Giant Match is the South African limb of this much-inspired concept and comprises of a team of individuals from varied backgrounds who live in Johannesburg. Instantly, the collaboration soared to unexpected heights with the crew now facilitating workshops all over South Africa and abroad. The team invited by Alliance Francaise Maseru to run one such workshop along the border of the Mohokare (Caledon) River consists of wonderfully spirited and familial Peter Tobias-Zulu, Sibusiso Sithole, Mlungisi Mzingi, Siyanda Makhathini and Maurizio Moretti.


The Giant Match team exhibits great sportsmanship, humbleness, and humanity. With these qualities as their armour and offense, they wage war on ignorance and poverty in South Africa and inspire creativity, freedom of expression, culture and art through conducting regular workshops at schools and giving tributes such as an exhibition they did at the Apartheid Museum.

They are very patient, helpful, hilarious, inquisitive about Basotho culture as an extension of African identity, and are keen in exchanging wisdom and facts about their backgrounds too.  Their interaction with the Lesotho team has been so liquid one would easily conclude they are natural inhabitants of the Mountain Kingdom also.

--------

- _WORK INSTRUCTION_
In the passage about Giant Match, which organization invited the team to run a workshop along the Mohokare (Caledon) River?

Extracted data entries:
--------

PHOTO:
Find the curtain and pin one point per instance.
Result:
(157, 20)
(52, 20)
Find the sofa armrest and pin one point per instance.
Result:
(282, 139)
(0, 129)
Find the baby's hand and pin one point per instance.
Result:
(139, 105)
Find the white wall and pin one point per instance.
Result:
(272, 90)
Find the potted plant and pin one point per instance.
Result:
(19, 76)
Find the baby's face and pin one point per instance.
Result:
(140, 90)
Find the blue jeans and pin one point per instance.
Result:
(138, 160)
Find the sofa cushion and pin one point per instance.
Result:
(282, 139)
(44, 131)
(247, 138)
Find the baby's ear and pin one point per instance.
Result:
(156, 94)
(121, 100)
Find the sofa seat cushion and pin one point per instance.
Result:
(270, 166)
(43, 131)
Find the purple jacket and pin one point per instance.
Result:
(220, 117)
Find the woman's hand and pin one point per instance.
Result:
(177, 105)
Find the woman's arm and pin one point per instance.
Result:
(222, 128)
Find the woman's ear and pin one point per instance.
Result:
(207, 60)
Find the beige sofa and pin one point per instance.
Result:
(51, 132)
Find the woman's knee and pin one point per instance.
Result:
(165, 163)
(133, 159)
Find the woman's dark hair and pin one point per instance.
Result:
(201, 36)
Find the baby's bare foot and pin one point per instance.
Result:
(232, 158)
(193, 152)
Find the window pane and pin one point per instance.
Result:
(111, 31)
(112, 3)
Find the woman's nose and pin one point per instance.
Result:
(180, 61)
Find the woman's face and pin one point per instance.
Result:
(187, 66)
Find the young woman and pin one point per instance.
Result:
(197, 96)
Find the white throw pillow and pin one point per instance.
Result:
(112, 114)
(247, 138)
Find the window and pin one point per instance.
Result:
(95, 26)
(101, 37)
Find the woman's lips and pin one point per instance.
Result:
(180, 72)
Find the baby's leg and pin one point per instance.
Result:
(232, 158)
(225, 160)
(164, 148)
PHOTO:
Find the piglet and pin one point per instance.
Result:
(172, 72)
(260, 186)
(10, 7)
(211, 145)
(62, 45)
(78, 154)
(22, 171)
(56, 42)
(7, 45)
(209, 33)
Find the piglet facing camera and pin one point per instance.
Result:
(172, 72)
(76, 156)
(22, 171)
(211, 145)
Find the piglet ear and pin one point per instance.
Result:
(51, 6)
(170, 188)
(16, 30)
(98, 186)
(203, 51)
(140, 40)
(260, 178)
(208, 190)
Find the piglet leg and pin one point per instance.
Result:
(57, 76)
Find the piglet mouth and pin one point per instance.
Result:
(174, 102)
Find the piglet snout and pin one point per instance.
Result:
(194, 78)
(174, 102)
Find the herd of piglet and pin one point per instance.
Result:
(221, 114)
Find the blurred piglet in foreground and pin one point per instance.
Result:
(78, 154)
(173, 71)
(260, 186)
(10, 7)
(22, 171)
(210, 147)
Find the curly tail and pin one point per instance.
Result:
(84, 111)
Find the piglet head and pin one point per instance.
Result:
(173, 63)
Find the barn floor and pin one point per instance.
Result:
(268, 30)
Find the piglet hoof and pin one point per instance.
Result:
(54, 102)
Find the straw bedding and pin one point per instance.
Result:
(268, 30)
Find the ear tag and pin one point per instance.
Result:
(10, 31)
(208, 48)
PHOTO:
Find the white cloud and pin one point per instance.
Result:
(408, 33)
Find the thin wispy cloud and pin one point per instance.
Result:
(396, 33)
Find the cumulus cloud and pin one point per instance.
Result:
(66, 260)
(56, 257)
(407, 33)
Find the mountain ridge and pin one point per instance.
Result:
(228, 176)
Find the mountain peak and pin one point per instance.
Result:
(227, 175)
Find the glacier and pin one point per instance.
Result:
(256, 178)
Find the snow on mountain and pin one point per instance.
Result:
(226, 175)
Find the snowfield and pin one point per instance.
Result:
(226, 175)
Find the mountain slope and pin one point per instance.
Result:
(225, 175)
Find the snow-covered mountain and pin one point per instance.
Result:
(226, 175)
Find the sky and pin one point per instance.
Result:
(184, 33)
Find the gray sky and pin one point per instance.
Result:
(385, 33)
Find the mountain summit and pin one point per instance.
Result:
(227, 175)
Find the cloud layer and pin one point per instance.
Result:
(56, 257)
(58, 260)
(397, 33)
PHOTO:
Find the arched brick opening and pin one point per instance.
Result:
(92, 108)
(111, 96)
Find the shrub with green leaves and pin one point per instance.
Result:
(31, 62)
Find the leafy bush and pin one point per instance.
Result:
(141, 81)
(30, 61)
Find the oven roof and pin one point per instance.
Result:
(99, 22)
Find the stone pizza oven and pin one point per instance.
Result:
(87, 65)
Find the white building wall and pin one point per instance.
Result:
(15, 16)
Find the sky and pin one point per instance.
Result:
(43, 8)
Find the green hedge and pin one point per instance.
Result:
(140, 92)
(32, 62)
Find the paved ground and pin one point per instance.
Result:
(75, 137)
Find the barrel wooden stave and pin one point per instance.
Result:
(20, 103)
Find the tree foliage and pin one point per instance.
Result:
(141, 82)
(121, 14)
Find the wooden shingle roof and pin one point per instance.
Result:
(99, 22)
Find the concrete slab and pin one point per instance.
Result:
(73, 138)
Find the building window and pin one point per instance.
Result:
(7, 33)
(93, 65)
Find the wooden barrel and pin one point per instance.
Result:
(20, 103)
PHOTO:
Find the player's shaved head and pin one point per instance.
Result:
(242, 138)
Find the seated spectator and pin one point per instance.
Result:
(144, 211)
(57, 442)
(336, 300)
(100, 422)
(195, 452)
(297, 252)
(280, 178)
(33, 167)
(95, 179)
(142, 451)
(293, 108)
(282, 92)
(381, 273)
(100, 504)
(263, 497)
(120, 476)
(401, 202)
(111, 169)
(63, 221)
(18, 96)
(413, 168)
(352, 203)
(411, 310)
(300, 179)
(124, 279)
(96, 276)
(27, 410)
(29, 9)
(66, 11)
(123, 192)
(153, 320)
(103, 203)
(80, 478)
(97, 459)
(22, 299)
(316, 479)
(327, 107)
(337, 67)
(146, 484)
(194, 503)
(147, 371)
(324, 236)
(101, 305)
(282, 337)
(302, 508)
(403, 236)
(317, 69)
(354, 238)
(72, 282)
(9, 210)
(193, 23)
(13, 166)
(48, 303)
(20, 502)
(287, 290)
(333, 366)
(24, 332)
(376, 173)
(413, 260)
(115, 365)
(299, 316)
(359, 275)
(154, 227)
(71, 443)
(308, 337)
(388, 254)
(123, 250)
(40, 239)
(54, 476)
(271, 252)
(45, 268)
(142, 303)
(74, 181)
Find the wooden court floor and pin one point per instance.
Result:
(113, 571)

--------

- _RESPONSE TO THIS TASK_
Alliance Francaise Maseru invited the team.